Stored items.

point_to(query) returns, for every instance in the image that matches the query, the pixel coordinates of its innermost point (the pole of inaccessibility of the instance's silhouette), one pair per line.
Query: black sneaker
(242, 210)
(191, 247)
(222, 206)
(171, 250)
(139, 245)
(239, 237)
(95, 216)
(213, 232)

TASK STATEMENT. Write down all the entries again without a single difference.

EXERCISE ANSWER.
point_to(query) returns, for every instance in the image that matches the query, the pixel coordinates of its innermost point (the pole of inaccessibility of the instance's silhouette), one pair per line.
Query: black sneaker
(242, 210)
(191, 247)
(222, 206)
(171, 250)
(139, 245)
(239, 237)
(95, 216)
(213, 232)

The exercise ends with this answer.